--- Exercise inputs ---
+++++

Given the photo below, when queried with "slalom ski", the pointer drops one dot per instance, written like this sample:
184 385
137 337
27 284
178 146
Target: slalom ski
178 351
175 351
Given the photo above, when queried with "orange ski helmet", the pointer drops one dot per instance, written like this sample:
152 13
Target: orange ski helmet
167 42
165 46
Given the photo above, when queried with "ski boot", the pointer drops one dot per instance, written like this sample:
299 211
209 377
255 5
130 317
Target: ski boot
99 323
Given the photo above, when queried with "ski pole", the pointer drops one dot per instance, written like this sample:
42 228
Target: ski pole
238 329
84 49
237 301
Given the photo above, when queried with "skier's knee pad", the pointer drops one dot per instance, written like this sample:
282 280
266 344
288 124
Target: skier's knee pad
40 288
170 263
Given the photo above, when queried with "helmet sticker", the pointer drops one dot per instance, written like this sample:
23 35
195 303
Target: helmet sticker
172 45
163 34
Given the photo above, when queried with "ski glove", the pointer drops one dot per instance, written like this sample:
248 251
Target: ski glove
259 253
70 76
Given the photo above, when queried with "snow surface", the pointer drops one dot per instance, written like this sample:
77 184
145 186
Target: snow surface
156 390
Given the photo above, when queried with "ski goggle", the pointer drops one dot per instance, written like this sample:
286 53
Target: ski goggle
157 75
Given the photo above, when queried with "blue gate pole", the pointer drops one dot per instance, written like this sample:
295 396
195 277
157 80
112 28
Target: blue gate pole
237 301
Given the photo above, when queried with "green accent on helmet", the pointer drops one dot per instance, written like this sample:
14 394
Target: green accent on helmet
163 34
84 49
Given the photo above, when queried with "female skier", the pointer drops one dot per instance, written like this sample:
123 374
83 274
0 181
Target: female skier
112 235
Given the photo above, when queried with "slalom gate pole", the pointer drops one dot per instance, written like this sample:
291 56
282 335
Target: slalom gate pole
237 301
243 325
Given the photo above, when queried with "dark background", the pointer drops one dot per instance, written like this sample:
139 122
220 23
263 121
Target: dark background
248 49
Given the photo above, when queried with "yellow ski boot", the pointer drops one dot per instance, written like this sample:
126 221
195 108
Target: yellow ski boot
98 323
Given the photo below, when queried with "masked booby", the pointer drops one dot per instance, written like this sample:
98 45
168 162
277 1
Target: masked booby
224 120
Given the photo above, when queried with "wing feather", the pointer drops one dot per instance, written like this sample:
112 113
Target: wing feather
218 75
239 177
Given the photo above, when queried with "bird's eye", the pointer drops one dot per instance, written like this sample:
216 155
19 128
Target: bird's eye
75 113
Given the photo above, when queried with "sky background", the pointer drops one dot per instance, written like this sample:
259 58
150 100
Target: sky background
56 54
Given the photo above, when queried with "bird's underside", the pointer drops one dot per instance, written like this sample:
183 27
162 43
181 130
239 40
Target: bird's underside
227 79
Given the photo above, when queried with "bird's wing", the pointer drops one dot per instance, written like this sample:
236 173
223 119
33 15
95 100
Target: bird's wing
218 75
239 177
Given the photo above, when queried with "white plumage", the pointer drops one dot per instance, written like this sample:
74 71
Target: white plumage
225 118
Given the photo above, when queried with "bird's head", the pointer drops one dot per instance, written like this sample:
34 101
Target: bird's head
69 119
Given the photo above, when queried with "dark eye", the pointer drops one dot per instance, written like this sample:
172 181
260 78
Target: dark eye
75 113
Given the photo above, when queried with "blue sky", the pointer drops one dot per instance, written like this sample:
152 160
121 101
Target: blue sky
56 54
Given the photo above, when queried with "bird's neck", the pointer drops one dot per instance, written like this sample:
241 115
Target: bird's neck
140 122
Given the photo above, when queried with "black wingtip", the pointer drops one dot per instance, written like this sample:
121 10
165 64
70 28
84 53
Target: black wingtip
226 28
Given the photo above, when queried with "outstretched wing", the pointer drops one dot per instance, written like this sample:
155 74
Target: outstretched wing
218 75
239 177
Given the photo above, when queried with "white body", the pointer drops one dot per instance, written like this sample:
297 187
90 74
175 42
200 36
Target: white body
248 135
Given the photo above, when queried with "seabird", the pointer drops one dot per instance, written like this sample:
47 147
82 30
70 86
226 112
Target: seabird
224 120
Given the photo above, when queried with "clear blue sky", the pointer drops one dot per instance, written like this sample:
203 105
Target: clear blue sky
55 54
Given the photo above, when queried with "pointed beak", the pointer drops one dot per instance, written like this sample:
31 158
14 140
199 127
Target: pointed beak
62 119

+++++

Go through the listing, find each line with the word "below", and copy it.

--- Solution to the exercise ---
Given the photo below, when queried with "slalom ski", the pointer drops one dot per instance, written like this sample:
Given the photo below, when queried with "masked booby", the pointer drops one dot per instance, written like this sample:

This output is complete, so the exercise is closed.